══ PASSAGE SHOWN ══

Tag Archives: crucifixion

Too Offended By the Nails

crucifixionThis past Sunday, our pastor did a “Cannon Sunday” service.

I’d never heard the term before, but apparently it refers to the Sunday between Christmas and New Year’s, during which attendance is traditionally so low that you could fire a cannon over the pews and not hit anyone.

So, no formal sermon, no choir, the normal music director wasn’t the one playing the organ.

Figures that it would be a pretty heavy attendance that day.

But, that’s not my point. I’m going tangential on you. Point is that instead of a sermon, the pastor answered questions handed in from the congregation and randomly selected from the pile. Sort of a town-hall style sermon.

One of those questions wasn’t really a question, and it went something like this:

I am so offended by the image of those railroad nails being driven through Jesus’ hands and feet that I cannot get past the the pain and suffering and refuse to partake of the Lord’s Supper.

I don’t get this. The pastor, for his part, deftly honored the person’s question instead of calling him or her out as a flaming dipwad, and mentioned how it shows sensitivity and compassion to so hate the image of crucifixion and the suffering it entailed.

Now, I can get down with that point, of course. We rarely spend enough time truly understanding and appreciating how much Jesus suffered. This wasn’t some simple execution and not some simple form of torture. Crucifixion remains one of the most excruciating and prolonged methods of killing a person that there is.

That said, the person who handed in the question is still a flaming dipwad.

Sorry if that seems harsh. But it’s how I feel. Honestly.

Because, you see, before he died, Jesus told us to remember him through the Lord’s Supper. Or rather, our imitation of it. Our symbolic representation of it. He called upon us to break bread in his memory, as a remembrance of his soon-to-be-broken body, and to eat that bread as a symbol of taking him into our lives. And we were to drink wine in the same manner as a remembrance of the blood he was shedding as part of the new covenant with God.

He exhorted us to take that bread during worship. It is one of the ways we honor Jesus.

To refuse to take Communion, Eucharist, the Lord’s Supper—whatever you call it in your Christian denomination or specific church—is a kind of insult, I think. To say that you are so offended by the crucifixion of our savior that you cannot honor what amounted to his dying request…well, it is silliness at best, and ignorant at worst.

Remember that Jesus paid the price for us. He suffered for us. He told us we would often suffer in his name, but we never have to suffer as much as he did. Nothing we can go through can equal the crucifixion plus bearing all of our sins and having his own heavenly father have to turn His back and cut off the connection between them for a time.

═══

Answer these questions about the post on the "Cannon Sunday" service.
1. What does the term "Cannon Sunday" refer to?
2. What did the pastor do instead of giving a sermon?
3. What did Jesus call on people to do with bread?
Answer from the text alone.

══ SUPPLIED RECORDS ══

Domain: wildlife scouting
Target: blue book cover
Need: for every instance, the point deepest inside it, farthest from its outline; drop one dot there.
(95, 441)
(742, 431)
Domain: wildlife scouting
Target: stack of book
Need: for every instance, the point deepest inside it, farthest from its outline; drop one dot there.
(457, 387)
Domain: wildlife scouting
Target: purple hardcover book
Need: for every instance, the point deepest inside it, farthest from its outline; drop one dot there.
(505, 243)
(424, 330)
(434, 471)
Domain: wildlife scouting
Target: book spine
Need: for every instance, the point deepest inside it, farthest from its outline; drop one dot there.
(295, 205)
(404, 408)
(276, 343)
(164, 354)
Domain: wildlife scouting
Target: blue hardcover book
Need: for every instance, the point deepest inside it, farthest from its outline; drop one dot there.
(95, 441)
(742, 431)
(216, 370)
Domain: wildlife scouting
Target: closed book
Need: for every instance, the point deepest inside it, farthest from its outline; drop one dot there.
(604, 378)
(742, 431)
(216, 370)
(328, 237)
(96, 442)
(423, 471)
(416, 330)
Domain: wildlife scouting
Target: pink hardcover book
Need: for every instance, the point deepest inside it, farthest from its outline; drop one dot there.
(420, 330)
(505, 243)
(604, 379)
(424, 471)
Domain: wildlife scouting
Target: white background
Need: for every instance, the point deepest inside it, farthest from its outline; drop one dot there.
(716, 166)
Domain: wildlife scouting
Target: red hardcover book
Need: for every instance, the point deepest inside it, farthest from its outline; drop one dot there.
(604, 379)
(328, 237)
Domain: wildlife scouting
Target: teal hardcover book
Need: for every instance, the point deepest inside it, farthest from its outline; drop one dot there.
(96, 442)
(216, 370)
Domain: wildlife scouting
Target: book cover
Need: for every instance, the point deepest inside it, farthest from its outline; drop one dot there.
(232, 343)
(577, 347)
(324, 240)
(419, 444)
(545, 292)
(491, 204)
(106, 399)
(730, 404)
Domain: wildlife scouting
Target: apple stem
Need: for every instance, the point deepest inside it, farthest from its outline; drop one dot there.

═══

CORRECT ANSWER ->
1. The Sunday between Christmas and New Year's, when attendance is traditionally so low that you could fire a cannon over the pews and not hit anyone.
2. He answered questions handed in by the congregation and randomly selected from the pile.
3. To break bread in his memory, as a remembrance of his soon-to-be-broken body, and to eat it as a symbol of taking him into their lives.